What you have to do: For every entry, reproduce the wording exactly and omit any image it holds.

**** Data supplied

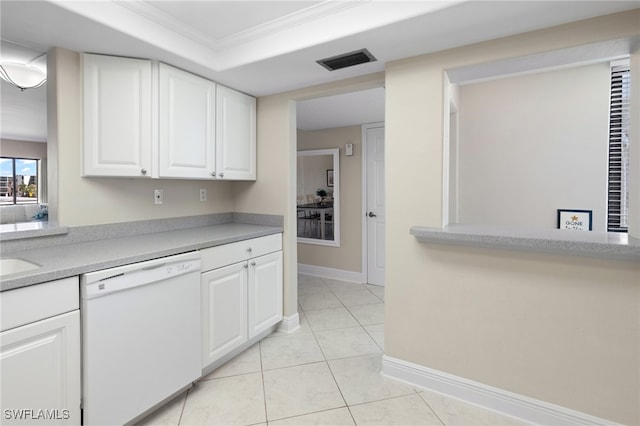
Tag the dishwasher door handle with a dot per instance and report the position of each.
(152, 267)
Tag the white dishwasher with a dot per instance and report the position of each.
(141, 331)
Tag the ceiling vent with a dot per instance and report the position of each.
(345, 60)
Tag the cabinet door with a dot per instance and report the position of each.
(40, 364)
(224, 311)
(265, 292)
(117, 116)
(236, 135)
(186, 125)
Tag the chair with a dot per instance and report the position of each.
(306, 222)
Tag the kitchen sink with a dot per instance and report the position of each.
(13, 266)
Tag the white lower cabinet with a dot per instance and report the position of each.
(265, 292)
(242, 299)
(224, 310)
(40, 359)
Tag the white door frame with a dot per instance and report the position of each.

********

Response to the task:
Tag the dishwasher door handle with a dot per instance and report the position of each.
(152, 267)
Tag the white dishwasher with a dot per instance and report the position of each.
(141, 331)
Tag the ceiling vent with a dot per instance and report the position of each.
(345, 60)
Tag the cabinet door with a dot per instance and report the position of each.
(40, 364)
(224, 311)
(265, 292)
(117, 116)
(236, 135)
(186, 125)
Tag the chair with a dot per instance and report the position of each.
(306, 222)
Tag the kitchen sink with a dot per instance and report the position of each.
(13, 266)
Tag the white lower cabinet with a dot per instance and report the position of each.
(265, 292)
(242, 299)
(224, 310)
(40, 359)
Tag the white door frame with a dot per instance and report the position of each.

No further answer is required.